**Exercise directions**
Here are some records. Copy each one exactly.

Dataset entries

------------------------------------------------------------------------

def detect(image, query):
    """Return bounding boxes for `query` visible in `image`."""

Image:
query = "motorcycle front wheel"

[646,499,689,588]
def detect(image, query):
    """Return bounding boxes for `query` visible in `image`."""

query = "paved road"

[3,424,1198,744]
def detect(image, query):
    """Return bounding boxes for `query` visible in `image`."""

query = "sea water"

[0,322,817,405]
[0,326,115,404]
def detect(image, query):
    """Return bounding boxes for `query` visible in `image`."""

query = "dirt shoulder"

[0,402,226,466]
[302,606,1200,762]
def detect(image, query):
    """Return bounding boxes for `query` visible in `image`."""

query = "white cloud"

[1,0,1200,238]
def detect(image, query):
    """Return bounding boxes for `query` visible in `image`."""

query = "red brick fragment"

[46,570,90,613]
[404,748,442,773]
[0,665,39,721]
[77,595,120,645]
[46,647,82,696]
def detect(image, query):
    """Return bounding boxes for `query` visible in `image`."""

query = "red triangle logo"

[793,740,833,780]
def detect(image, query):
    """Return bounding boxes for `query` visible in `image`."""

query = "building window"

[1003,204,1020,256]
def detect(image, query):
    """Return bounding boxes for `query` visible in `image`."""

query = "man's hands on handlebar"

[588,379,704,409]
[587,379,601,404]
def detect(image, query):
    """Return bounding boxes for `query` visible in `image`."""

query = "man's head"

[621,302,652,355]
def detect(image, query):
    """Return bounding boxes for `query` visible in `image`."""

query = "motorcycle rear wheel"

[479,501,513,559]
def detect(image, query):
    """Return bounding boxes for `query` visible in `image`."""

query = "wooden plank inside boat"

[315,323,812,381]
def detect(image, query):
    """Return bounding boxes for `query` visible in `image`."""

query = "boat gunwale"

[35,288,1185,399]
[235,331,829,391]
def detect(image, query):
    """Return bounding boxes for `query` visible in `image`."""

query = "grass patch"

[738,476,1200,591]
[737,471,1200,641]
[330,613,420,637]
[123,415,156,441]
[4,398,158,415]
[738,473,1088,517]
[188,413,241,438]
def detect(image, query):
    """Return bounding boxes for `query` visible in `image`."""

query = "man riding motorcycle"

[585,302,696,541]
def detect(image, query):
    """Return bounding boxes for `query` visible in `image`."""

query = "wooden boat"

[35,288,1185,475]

------------------------------------------------------------------------

**Solution**
def detect(image, query):
    """Return bounding boxes for `query` visible in `image`."""

Image:
query = "motorcycle front wheel"

[646,499,689,588]
def detect(image, query):
    """Return bounding boxes for `query` visible in `image`."""

query = "paved road"

[3,424,1198,744]
def detect(image, query):
    """Return bounding boxes for `query` visible in `image`."""

query = "sea water"

[0,322,817,405]
[0,326,115,404]
def detect(image, query):
    """Return bounding boxes for `query` visible in `image`."""

query = "dirt shoulder"

[0,402,226,466]
[302,606,1200,762]
def detect(image, query):
    """Return bounding boxes for `query` visible in `image`."""

query = "white cloud"

[1,0,1200,238]
def detect(image, query):
    """Return bounding boxes for `query` visible in `image`."""

query = "red brick fragment"

[46,570,90,613]
[404,748,442,773]
[0,665,39,721]
[77,595,120,645]
[46,647,82,696]
def detect(image, query):
    """Return bounding boxes for `query` visible in `image`."""

query = "red triangle logo"

[793,740,833,780]
def detect(image, query):
    """Return bounding boxes for `query` visible in `image`."""

query = "building window"

[1003,204,1020,256]
def detect(image, query):
    """Return bounding boxes for `query` visible in `image`."""

query = "man's hands on handlebar"

[588,379,704,409]
[587,379,601,404]
def detect(image, query):
    """Return bounding boxes for `query` visible in `image`."""

query = "man's head"

[621,302,652,355]
def detect(image, query):
    """Return bounding boxes for `query` visible in `image`."""

query = "motorcycle rear wheel"

[479,501,513,559]
def detect(image, query):
    """Return bounding boxes for `query` visible in `image`."""

query = "wooden plank inside boat"

[315,323,812,381]
def detect(image, query):
    """Return bounding boxes for `query` visible in `image`."""

query = "boat gunwale"

[35,288,1185,399]
[235,331,829,391]
def detect(image, query):
    """Return bounding boxes for `query` visible in `image`."""

query = "grass patch"

[738,476,1200,591]
[737,471,1200,641]
[330,613,420,637]
[123,415,156,441]
[4,398,158,415]
[738,473,1088,517]
[188,413,241,438]
def detect(image, query):
    """Return bounding boxes for `query` visible in `image`."""

query = "man riding motorcycle"

[585,302,696,541]
def detect(image, query):
    """Return bounding boxes for `query` visible in `image`."""

query = "wooden boat"

[35,288,1185,475]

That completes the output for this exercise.